## Your task
Copy the material below word for word, omitting the pictures.
### Given records ###
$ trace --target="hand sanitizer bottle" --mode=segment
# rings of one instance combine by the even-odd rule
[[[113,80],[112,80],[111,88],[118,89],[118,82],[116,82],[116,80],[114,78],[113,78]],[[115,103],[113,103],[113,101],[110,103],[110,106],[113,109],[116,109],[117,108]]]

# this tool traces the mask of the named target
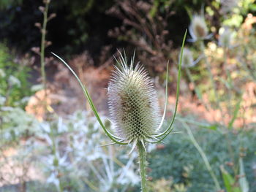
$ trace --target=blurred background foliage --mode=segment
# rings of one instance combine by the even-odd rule
[[[140,191],[136,153],[99,147],[109,141],[77,82],[50,53],[69,59],[110,128],[105,88],[116,49],[125,48],[128,57],[136,50],[160,106],[169,61],[170,117],[180,45],[195,15],[205,20],[209,37],[195,42],[188,34],[192,64],[183,66],[175,125],[181,133],[147,146],[151,191],[217,191],[184,122],[219,191],[256,191],[255,0],[52,0],[48,15],[56,16],[46,27],[43,89],[45,1],[0,1],[0,192]]]
[[[149,14],[154,18],[157,16],[157,12],[166,15],[167,9],[171,10],[172,16],[167,29],[184,31],[189,22],[184,6],[197,12],[203,1],[154,1],[150,3],[152,6]],[[108,37],[108,31],[121,26],[122,20],[106,13],[115,4],[113,0],[104,1],[100,4],[95,0],[52,1],[50,12],[56,13],[57,17],[48,26],[48,37],[53,46],[51,50],[59,50],[61,47],[63,53],[70,54],[80,53],[86,47],[90,53],[98,54],[99,47],[103,45],[111,43],[115,47],[118,42]],[[34,23],[42,20],[41,12],[37,9],[40,5],[40,0],[1,1],[0,38],[8,39],[10,45],[23,52],[37,46],[39,34]],[[181,37],[180,33],[176,32],[171,33],[168,39],[180,45]]]

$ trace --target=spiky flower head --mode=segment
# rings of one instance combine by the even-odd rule
[[[117,134],[129,143],[152,139],[160,123],[157,92],[144,68],[121,56],[108,85],[110,115]]]
[[[192,53],[188,49],[184,48],[183,50],[183,59],[181,63],[181,66],[191,67],[194,66],[194,59]]]
[[[208,28],[203,16],[193,16],[189,26],[190,34],[193,39],[204,39],[208,37]]]

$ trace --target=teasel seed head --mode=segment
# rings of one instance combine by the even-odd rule
[[[118,137],[129,143],[152,139],[160,123],[157,92],[144,68],[122,55],[108,85],[110,112]]]
[[[189,27],[191,36],[195,39],[204,39],[208,36],[208,28],[203,16],[195,15],[193,16]]]

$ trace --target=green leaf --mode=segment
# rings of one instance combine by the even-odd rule
[[[239,187],[236,186],[235,179],[222,166],[220,170],[222,174],[222,179],[227,192],[242,192]]]
[[[249,183],[244,172],[244,161],[243,161],[243,158],[241,157],[239,158],[239,166],[240,166],[239,174],[241,176],[241,177],[239,178],[239,185],[240,185],[241,189],[242,192],[248,192]]]

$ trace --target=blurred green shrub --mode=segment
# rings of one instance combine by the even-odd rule
[[[0,97],[4,99],[2,105],[25,107],[26,97],[32,93],[28,82],[30,70],[22,61],[15,62],[6,45],[0,43]]]
[[[178,125],[177,125],[178,126]],[[214,172],[222,181],[219,166],[224,165],[230,173],[232,169],[226,163],[232,161],[228,153],[225,134],[219,131],[194,129],[195,137],[204,150]],[[244,158],[245,173],[250,186],[250,192],[256,191],[255,130],[245,131],[238,134],[229,133],[232,147],[236,149],[234,155],[239,157],[240,147],[246,149]],[[200,154],[191,143],[186,131],[170,136],[163,147],[158,147],[148,155],[148,166],[151,169],[149,176],[153,180],[162,177],[173,178],[175,184],[184,184],[187,192],[214,191],[214,184]],[[225,188],[223,183],[222,188]]]

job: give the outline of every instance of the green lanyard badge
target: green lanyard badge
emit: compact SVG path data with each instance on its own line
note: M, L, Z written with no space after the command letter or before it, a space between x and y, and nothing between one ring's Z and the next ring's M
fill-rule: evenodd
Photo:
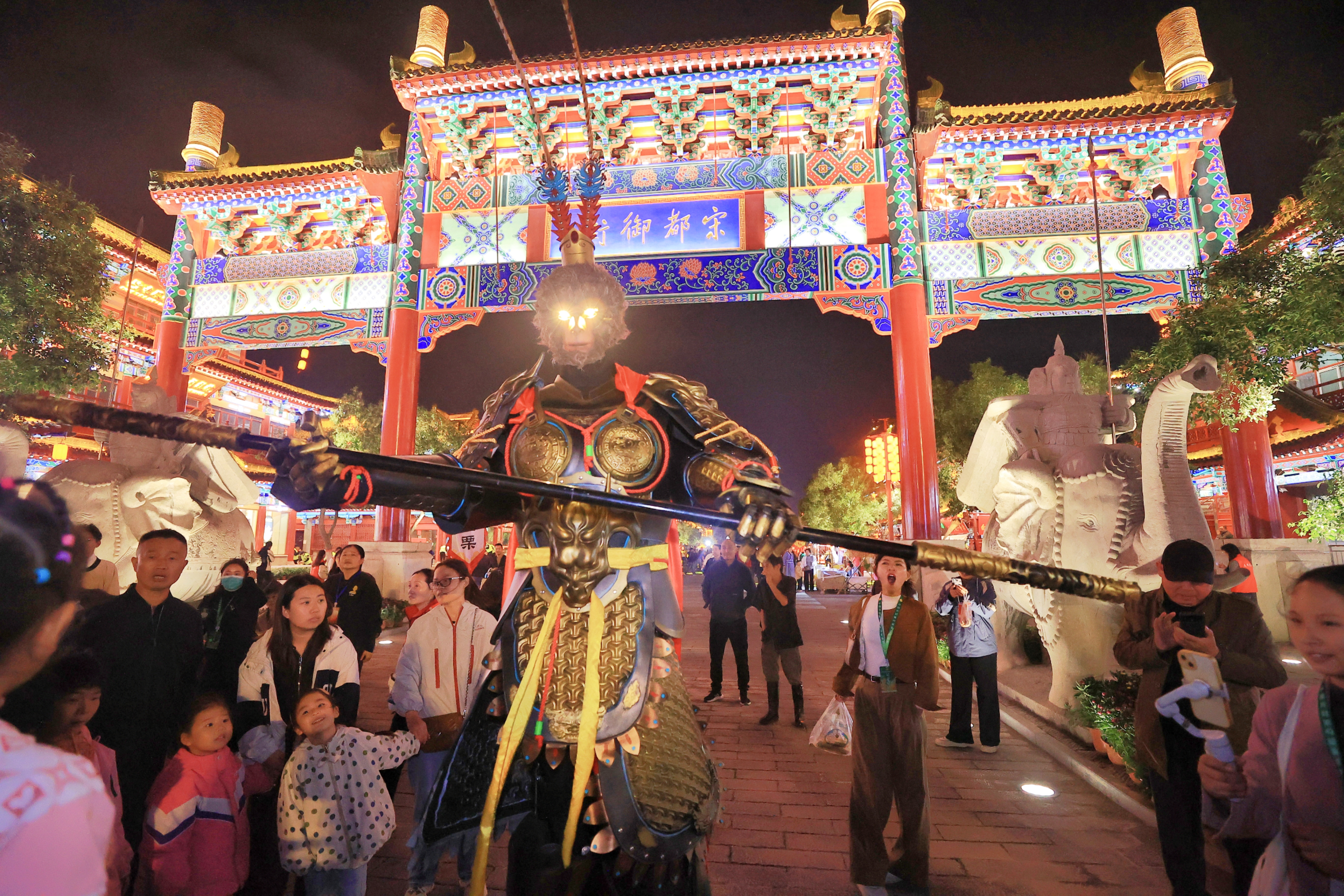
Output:
M896 689L896 677L891 674L891 666L887 665L887 646L891 643L891 635L896 630L896 619L900 618L900 598L896 598L896 609L891 614L891 625L884 626L882 623L882 592L878 592L878 639L882 642L882 668L878 669L878 677L882 680L883 693L891 693Z

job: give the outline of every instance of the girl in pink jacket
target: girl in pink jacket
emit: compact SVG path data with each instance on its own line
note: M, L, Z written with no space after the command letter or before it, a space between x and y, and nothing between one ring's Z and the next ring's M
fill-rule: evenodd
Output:
M228 748L233 736L223 697L196 697L181 750L149 790L137 893L230 896L247 880L246 798L274 786L282 754L245 763Z
M1344 893L1344 566L1297 580L1288 634L1321 680L1266 693L1246 754L1235 763L1206 754L1199 776L1214 797L1236 801L1223 837L1282 833L1293 896L1336 896ZM1290 724L1288 774L1279 775L1279 737Z

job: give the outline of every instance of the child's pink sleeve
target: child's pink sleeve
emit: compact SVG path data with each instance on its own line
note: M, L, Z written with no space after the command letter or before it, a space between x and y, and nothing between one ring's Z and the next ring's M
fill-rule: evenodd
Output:
M249 797L253 794L263 794L276 786L276 780L280 779L278 774L270 774L266 766L257 762L243 763L243 793Z
M155 779L145 803L145 837L140 844L141 868L149 866L151 892L184 896L191 887L191 842L202 795L196 779L181 763L169 760Z

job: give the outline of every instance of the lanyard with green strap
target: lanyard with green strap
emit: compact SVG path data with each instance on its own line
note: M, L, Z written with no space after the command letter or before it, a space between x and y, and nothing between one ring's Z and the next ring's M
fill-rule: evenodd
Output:
M882 668L878 669L879 677L882 678L883 690L895 690L896 678L891 674L891 665L887 662L887 646L891 643L891 635L896 630L896 619L900 618L900 598L896 598L896 609L891 614L891 625L882 623L882 592L878 592L878 639L882 642Z
M1335 758L1335 767L1344 778L1344 759L1340 759L1340 736L1335 729L1335 712L1331 707L1331 682L1321 681L1321 695L1316 700L1316 708L1321 713L1321 733L1325 736L1325 746Z

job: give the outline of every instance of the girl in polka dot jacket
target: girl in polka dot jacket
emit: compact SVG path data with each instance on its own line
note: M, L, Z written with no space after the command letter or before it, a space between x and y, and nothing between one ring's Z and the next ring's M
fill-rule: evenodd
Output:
###
## Response to this task
$ trace --target="hand sanitizer bottle" --mode=segment
# rings of one instance combine by the even-odd rule
[[[113,80],[112,80],[111,88],[118,89],[118,82],[116,82],[116,80],[114,78],[113,78]],[[115,103],[113,103],[113,101],[110,103],[110,106],[113,109],[116,109],[117,108]]]

# this tool traces the mask of the named target
$ trace --target=blurred background foliage --mode=segment
# rings of one instance combine by the even-odd rule
[[[140,191],[136,153],[99,147],[109,141],[77,82],[50,53],[69,59],[110,128],[105,88],[116,49],[125,48],[128,57],[136,50],[160,106],[169,61],[170,117],[180,45],[195,15],[205,20],[209,37],[195,42],[188,34],[192,64],[183,66],[175,125],[181,133],[147,146],[151,191],[217,191],[184,122],[219,191],[256,191],[255,0],[52,0],[48,15],[56,16],[46,27],[43,89],[45,1],[0,1],[0,192]]]
[[[149,14],[154,18],[157,16],[157,12],[166,15],[167,9],[171,10],[172,16],[167,29],[184,31],[189,22],[184,6],[197,12],[203,1],[154,1],[150,3],[152,6]],[[108,37],[108,31],[121,26],[122,20],[106,13],[115,4],[113,0],[104,1],[100,4],[95,0],[52,1],[50,12],[56,13],[57,17],[48,26],[48,37],[53,46],[51,50],[59,50],[61,47],[63,53],[70,54],[80,53],[86,47],[90,53],[98,54],[99,47],[103,45],[111,43],[115,47],[118,42]],[[34,23],[42,20],[41,12],[37,9],[40,5],[40,0],[1,1],[0,38],[8,39],[10,45],[23,52],[37,46],[39,34]],[[181,37],[180,33],[176,32],[171,33],[168,39],[180,45]]]

$ trace --target=spiky flower head --mode=segment
# rings of one instance combine by the even-odd rule
[[[117,134],[129,143],[152,139],[160,123],[157,92],[144,68],[121,56],[108,85],[110,115]]]
[[[192,53],[188,49],[184,48],[183,50],[183,59],[181,63],[181,66],[191,67],[194,66],[194,59]]]
[[[208,28],[203,16],[193,16],[189,26],[190,34],[193,39],[204,39],[208,37]]]

$ trace --target=teasel seed head --mode=segment
# rings of one instance combine by the even-odd rule
[[[118,137],[129,143],[152,139],[160,123],[157,92],[144,68],[122,55],[108,85],[110,112]]]
[[[189,27],[191,36],[195,39],[204,39],[208,36],[208,28],[203,16],[195,15],[193,16]]]

$ trace --target=green leaf --mode=segment
# rings of one instance combine by the even-odd rule
[[[239,187],[236,186],[235,179],[222,166],[220,170],[222,174],[222,179],[227,192],[242,192]]]
[[[249,183],[244,172],[244,161],[243,161],[243,158],[241,157],[239,158],[239,166],[240,166],[239,174],[241,176],[241,177],[239,178],[239,185],[240,185],[241,189],[242,192],[248,192]]]

$ trace --target=blurred green shrub --mode=segment
# rings of one instance combine by the even-odd rule
[[[0,97],[4,99],[2,105],[25,107],[26,97],[32,93],[28,82],[30,70],[22,61],[15,62],[6,45],[0,43]]]
[[[178,125],[177,125],[178,126]],[[214,172],[222,181],[219,166],[224,165],[230,173],[232,169],[226,163],[232,161],[228,153],[225,134],[219,131],[194,129],[195,137],[204,150]],[[244,158],[245,173],[250,186],[250,192],[256,191],[255,130],[245,131],[238,134],[229,133],[232,147],[236,149],[234,155],[239,157],[240,147],[246,149]],[[200,154],[191,143],[186,131],[170,136],[163,147],[158,147],[148,155],[148,166],[151,169],[149,176],[153,180],[162,177],[173,178],[175,184],[184,184],[187,192],[214,191],[214,184]],[[225,188],[223,183],[222,188]]]

job: give the outline of every instance of the green lanyard badge
target: green lanyard badge
emit: compact SVG path data with each instance on its own line
note: M, L, Z written with no space after the command letter or before it, a space between x and y, and nothing between one ring's Z and the next ring's M
fill-rule: evenodd
Photo:
Output:
M896 689L896 677L891 674L891 666L887 665L887 646L891 643L891 635L896 630L896 619L900 618L900 598L896 598L896 609L891 614L891 625L884 626L882 623L882 592L878 592L878 639L882 642L882 668L878 669L878 677L882 680L883 693L891 693Z

job: give the outline of every instance of the girl in pink jacket
target: girl in pink jacket
emit: compact SVG path data with each instance on its own line
note: M, L, Z written with no space after the command letter or before it, a space between x and y, and nothing between one ring's Z and the next ring's M
fill-rule: evenodd
Output:
M228 748L233 736L223 697L196 697L181 750L149 790L137 893L230 896L247 880L246 798L274 786L282 754L245 763Z
M1344 893L1344 566L1297 580L1288 634L1321 680L1266 693L1246 754L1235 763L1206 754L1199 776L1214 797L1236 801L1223 837L1282 833L1293 896L1336 896ZM1290 724L1288 774L1279 775L1279 737Z

job: give the outline of every instance of the child's pink sleeve
target: child's pink sleeve
emit: compact SVG path data with each instance on its own line
note: M, L, Z written with no space after the command letter or before it, a space between x and y, and nothing between one ring's Z and the next ring's M
fill-rule: evenodd
Output:
M249 797L253 794L263 794L276 786L276 780L280 779L278 774L270 774L266 766L257 762L243 763L243 793Z
M155 779L145 803L145 837L140 844L141 868L149 866L151 892L184 896L191 887L191 842L202 795L196 779L181 763L169 760Z

job: give the outline of every instance of the lanyard with green strap
target: lanyard with green strap
emit: compact SVG path data with each instance on its own line
note: M, L, Z written with no space after the command letter or before it, a space between x and y, and nothing between one ring's Z and the next ring's M
fill-rule: evenodd
Output:
M882 668L878 669L879 677L882 678L883 690L895 690L896 678L891 674L891 665L887 662L887 646L891 643L891 635L896 630L896 619L900 618L900 598L896 598L896 609L891 614L891 625L882 623L882 592L878 592L878 639L882 642Z
M1335 758L1335 767L1344 778L1344 759L1340 759L1340 736L1335 729L1335 712L1331 707L1331 682L1321 681L1321 695L1316 700L1316 708L1321 713L1321 733L1325 736L1325 746Z

job: give the outline of every instance of the girl in polka dot jacket
target: girl in polka dot jacket
emit: compact SVG path data with each instance on its own line
note: M, L, Z written with no space after the command letter or before it, a space between x and y, and nothing between one ring's Z and the next ring's M
fill-rule: evenodd
Output:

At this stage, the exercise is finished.